** DATA FOR THIS EXERCISE **
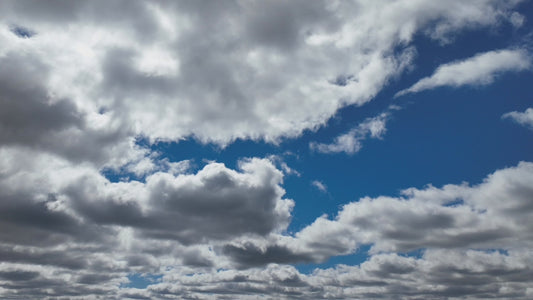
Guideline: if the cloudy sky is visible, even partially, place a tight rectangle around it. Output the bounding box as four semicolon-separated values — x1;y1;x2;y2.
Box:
0;0;533;299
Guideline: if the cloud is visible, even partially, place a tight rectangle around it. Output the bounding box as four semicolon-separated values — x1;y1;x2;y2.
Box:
0;0;533;299
311;180;328;192
0;1;516;146
395;49;531;97
296;162;533;255
309;111;390;154
502;107;533;129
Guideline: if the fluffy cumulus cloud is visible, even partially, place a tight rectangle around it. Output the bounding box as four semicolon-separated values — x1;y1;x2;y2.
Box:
502;107;533;130
309;106;398;154
0;1;516;146
396;50;531;97
0;0;533;299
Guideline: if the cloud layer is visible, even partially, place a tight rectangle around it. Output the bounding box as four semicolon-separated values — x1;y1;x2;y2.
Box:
0;0;533;299
502;107;533;130
396;50;531;97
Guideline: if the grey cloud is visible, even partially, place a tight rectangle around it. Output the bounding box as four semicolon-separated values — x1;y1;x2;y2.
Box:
309;109;391;154
502;107;533;130
2;1;515;145
0;53;139;169
295;162;533;255
395;49;531;97
222;242;314;267
66;159;293;244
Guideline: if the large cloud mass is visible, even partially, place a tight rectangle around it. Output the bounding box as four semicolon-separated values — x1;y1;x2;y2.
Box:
0;0;533;299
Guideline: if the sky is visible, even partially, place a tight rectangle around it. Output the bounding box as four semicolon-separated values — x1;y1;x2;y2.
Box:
0;0;533;299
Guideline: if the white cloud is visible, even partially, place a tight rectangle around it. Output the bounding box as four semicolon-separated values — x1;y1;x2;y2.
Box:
294;162;533;255
309;111;390;154
311;180;328;193
0;0;516;149
502;107;533;129
395;50;531;97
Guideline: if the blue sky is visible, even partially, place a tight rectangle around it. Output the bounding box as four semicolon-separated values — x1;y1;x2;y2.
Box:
0;0;533;299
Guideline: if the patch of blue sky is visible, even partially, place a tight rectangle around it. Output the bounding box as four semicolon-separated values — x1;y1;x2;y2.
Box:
106;8;533;271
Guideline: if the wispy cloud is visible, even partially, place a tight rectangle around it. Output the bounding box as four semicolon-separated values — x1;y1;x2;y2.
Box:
395;50;531;97
502;107;533;130
311;180;328;193
309;105;400;154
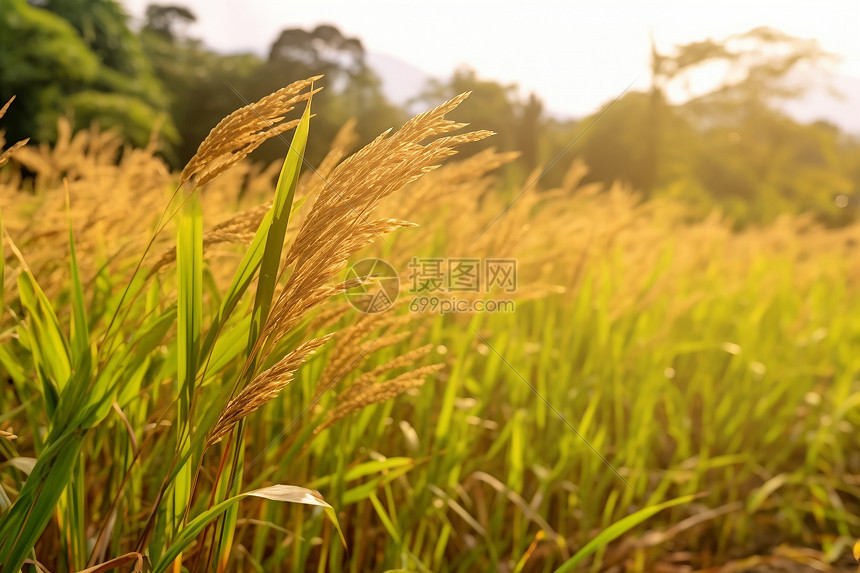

** AIM OF THE EXERCISE **
Please swap "tight rectangle" for "close-fitting rectangle" in every one of the entries above, leaving everything else unchanged, and give the result without the pictures.

** THE ANSWER **
Guideline: if the cloudy sky is visible, even partially, place a close-fitting rectangle around it. Output the bounding box as four semicolon-separated values — x1;y1;x2;y2.
Box:
0;0;533;299
Guideline: if the cloud is visible, even partially, place a close-fitting rectangle around it. Output the bounding box as four semicolon-separated values — x1;y1;x2;y2.
Box:
0;0;533;299
311;180;328;192
0;1;516;146
395;49;531;97
296;162;533;255
309;111;390;154
502;107;533;129
Guideline: if the fluffy cumulus cloud is visible, even partially, place a close-fitting rectangle around it. Output the bounding box as four semicolon-separated values — x1;y1;x2;y2.
Box:
502;107;533;130
309;106;398;154
0;1;516;146
396;50;531;97
0;0;533;299
Guideline: if the cloud layer is visible, even partially, place a close-fitting rectangle around it. Output the bounding box as four semicolon-separated values — x1;y1;x2;y2.
Box:
0;0;533;299
502;107;533;130
396;50;531;97
Guideline: if the grey cloud is visible, even partially, place a close-fitting rectangle around it. Output the bounding box as four semicolon-separated values — x1;y1;x2;y2.
Box:
309;109;391;154
502;107;533;130
2;1;515;145
0;53;139;169
295;162;533;255
395;49;531;97
222;242;314;267
66;159;293;244
Guideline: if the large cloud mass is visible, even partially, place a close-fitting rectangle around it. Output the bounding box as four semicolon-separated values — x1;y1;x2;y2.
Box:
0;0;533;299
Guideline: if the sky is visible, even partially, place a close-fitting rectangle around it. Output the bounding box as four semicolon-separated values — x1;y1;x2;y2.
Box:
0;0;533;299
Guideline: if the white cloud is visible, even partially, place a close-fitting rectangle around it. Output the bounding box as four semicolon-separated values — x1;y1;x2;y2.
Box:
294;162;533;255
309;111;390;154
311;180;328;193
0;0;516;149
502;107;533;129
395;50;531;97
Guideline: if the blue sky is visible, even partially, place a close-fitting rectangle around it. Output the bounding box as four semicolon-separated values — x1;y1;x2;y2.
Box:
0;0;533;299
Guideline: if the patch of blue sky is visible, even partially, place a close-fitting rectangle around it. Output the bounding box as four semicolon-separated values — x1;y1;x2;y2.
Box:
106;8;533;271
Guideline: if the wispy cloud is visible, even partially, place a close-fitting rectangle around it. Output the bounding box as four semicolon-separated values — x1;y1;x2;y2.
Box:
395;50;531;97
502;107;533;130
311;180;328;193
309;105;400;154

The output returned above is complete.